▶ Trecho do texto

::::

Finalmente, numa espécie de golpe de misericórdia, Tomás Viera Mário assevera-nos que (…) “a corrupção deixa de ser conduta desviante, para se assumir como uma norma do próprio Estado”.
Será esta a sociedade que queremos legar aos nossos netos?
Será isto que queremos, uma sociedade cuja normalidade é uma enfermidade patológica, viral?
O que é que temos que fazer para reverter este statu quo?
II-Consciência colectiva como utopia e fórmula resolvente
Perseguindo aquilo que deve ser feito para a reversão do statu quo penso que a resposta deve ser holística. E já que estamos em ano Eduardo Mondlane, proponho que consideremos que a primeira resposta a este desiderato esteja no título do livro do fundador de Frente de Libertação de Moçambique:Lutar por Moçambique.
Lutar por Moçambique para os juízes significa em rigor a escolha minuciosa e acertada dos candidatos a magistrados. Significa, por outro lado, uma revolução cultural que procure enraizar no ethos dos juízes, e não só, a noção de coisa pública, do servir como missão. Significa, em última instância que ao se escolher a profissão de juiz estejamos bem claros sobre o que é virtude e o que é ser justo. Significa, portanto, que os candidatos a juízes têm que estar bem claros sobre a utopia que rege a Rés Pública, lutando para que a justiça e a probidade que devem caracterizar a nossa acção, em prol da nação, ganhem corpo. Quer dizer, temos que pensar, antes de tudo, na viabilização e normalização do funcionamento das nossas instituições, afinal índices que devem caracterizar o nosso lugar de referência, pertença e de destino, este nosso Moçambique.
Resumindo, ser juiz probo, ontologicamente enraizado, significa que aceitamos assumir essa luta titânica permanente, entre o justo e o injusto, entre o probo e o não probo, sendo que, o justo e o probo têm que vencer. Assim se materializa a noção de cidadania, e de missão, nem sempre fácil, pois, está à espreita um tiro disparado por um sequaz ao serviço do crime organizado, que quase tomou por completo o nosso Estado, e o estado das coisas na nossa Terra Gloriosa.

::::

▶ Material apresentado

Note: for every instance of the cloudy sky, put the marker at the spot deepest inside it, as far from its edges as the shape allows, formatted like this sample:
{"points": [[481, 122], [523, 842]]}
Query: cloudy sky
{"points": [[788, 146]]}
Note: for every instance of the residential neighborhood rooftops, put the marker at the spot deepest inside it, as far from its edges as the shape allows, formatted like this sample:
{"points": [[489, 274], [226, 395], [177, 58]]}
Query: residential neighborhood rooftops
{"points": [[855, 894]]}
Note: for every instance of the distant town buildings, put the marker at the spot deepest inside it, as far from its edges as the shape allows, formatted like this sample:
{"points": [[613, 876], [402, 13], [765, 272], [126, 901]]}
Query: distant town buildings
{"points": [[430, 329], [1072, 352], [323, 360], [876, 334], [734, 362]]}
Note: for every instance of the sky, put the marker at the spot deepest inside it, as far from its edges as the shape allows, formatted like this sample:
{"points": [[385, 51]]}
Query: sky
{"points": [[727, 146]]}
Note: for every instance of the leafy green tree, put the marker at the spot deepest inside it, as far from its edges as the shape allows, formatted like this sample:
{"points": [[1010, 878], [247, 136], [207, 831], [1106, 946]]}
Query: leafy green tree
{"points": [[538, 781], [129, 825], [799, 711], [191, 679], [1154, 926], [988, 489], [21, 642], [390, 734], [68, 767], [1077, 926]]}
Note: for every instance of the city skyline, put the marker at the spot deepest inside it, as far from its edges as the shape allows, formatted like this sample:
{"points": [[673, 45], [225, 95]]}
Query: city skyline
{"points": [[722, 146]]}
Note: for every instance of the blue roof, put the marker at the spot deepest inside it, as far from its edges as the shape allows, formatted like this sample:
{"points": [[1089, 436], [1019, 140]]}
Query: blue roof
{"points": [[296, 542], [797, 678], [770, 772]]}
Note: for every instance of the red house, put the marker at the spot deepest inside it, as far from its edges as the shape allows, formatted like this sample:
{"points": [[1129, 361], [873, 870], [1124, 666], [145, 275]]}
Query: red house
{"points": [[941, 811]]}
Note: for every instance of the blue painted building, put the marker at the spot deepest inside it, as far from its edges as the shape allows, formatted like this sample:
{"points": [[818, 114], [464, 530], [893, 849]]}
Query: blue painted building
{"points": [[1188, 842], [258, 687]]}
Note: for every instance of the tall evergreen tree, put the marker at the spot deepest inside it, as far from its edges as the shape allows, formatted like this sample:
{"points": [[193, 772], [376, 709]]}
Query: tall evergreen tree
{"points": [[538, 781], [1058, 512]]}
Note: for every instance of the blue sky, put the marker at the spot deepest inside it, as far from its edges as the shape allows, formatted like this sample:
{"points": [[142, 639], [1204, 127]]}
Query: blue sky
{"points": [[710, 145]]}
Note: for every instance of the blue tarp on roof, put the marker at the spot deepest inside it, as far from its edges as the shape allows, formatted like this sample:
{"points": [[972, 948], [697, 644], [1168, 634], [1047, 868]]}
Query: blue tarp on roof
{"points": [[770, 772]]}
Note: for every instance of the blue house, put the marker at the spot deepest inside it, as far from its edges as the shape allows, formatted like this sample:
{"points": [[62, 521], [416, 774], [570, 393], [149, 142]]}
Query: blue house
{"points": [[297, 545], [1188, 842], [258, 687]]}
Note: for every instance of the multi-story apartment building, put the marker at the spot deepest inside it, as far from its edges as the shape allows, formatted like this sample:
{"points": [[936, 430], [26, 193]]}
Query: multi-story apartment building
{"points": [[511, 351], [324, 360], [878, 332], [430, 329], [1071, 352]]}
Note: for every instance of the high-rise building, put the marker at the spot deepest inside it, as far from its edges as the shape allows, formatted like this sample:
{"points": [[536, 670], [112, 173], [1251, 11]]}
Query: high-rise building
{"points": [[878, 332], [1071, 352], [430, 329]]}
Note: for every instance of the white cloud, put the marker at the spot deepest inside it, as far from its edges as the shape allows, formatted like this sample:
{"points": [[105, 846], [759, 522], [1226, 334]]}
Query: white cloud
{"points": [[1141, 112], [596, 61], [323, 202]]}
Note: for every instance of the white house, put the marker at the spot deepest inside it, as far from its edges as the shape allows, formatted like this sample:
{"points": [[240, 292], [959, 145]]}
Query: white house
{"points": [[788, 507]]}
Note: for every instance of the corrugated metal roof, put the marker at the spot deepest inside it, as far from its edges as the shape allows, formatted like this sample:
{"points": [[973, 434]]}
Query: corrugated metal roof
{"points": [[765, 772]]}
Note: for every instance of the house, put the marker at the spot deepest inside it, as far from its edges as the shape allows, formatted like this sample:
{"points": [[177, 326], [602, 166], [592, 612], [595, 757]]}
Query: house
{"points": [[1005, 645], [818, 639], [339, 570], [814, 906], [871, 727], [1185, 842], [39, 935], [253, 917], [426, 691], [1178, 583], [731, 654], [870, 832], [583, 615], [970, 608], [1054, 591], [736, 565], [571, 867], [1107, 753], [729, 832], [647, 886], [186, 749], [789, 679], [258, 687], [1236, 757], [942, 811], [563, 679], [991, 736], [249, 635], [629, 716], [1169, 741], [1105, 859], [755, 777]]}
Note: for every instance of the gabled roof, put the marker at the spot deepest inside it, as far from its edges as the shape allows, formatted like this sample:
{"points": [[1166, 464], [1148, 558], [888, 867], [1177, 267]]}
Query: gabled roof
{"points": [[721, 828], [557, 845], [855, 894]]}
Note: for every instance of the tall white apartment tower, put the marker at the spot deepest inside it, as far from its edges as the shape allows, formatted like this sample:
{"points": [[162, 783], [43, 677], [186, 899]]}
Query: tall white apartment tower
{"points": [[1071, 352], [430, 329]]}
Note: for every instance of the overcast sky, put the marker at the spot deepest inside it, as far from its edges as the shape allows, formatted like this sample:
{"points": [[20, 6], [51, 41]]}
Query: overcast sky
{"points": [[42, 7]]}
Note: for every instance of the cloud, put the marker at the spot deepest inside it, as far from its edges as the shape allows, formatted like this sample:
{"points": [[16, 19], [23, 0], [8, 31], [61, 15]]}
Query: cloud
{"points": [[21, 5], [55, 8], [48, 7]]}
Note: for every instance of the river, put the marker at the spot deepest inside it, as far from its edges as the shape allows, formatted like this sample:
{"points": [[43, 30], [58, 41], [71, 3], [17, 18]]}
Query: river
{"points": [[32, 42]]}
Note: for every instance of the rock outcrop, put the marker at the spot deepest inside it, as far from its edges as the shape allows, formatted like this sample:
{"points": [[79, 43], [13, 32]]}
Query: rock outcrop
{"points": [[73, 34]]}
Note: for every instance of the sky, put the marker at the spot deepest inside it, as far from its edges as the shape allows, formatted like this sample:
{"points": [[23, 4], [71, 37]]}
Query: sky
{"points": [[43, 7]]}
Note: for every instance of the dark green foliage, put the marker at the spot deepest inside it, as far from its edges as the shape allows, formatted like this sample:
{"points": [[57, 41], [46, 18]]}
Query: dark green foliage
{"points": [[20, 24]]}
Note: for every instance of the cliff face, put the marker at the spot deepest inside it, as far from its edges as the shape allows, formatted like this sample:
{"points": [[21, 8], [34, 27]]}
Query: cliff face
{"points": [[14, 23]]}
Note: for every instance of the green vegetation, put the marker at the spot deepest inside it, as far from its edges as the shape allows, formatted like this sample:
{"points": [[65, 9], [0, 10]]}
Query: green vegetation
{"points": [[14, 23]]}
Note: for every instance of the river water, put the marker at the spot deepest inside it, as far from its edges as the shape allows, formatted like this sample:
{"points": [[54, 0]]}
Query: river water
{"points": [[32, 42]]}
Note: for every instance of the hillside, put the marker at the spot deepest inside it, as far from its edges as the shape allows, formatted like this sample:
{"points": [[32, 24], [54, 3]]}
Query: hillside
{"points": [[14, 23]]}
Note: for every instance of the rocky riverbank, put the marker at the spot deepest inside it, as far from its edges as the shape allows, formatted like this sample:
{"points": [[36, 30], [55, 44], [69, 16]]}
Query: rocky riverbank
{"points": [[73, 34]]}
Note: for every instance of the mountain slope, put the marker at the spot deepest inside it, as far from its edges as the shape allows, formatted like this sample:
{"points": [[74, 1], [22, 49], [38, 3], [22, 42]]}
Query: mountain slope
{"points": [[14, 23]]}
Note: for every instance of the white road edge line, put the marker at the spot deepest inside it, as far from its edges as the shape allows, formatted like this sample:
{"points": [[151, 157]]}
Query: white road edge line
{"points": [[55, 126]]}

::::

▶ Ação necessária
Altere o trecho do texto sobre os juízes que começa em "Lutar por Moçambique para" e segue até "este nosso Moçambique.", substituindo "revolução cultural" por "mudança cultural", e apresente-o de novo, por favor. As linhas são material à parte e não têm relação com o texto sobre os juízes.

▶ Resolução do problema
Lutar por Moçambique para os juízes significa em rigor a escolha minuciosa e acertada dos candidatos a magistrados. Significa, por outro lado, uma mudança cultural que procure enraizar no ethos dos juízes, e não só, a noção de coisa pública, do servir como missão. Significa, em última instância que ao se escolher a profissão de juiz estejamos bem claros sobre o que é virtude e o que é ser justo. Significa, portanto, que os candidatos a juízes têm que estar bem claros sobre a utopia que rege a Rés Pública, lutando para que a justiça e a probidade que devem caracterizar a nossa acção, em prol da nação, ganhem corpo. Quer dizer, temos que pensar, antes de tudo, na viabilização e normalização do funcionamento das nossas instituições, afinal índices que devem caracterizar o nosso lugar de referência, pertença e de destino, este nosso Moçambique.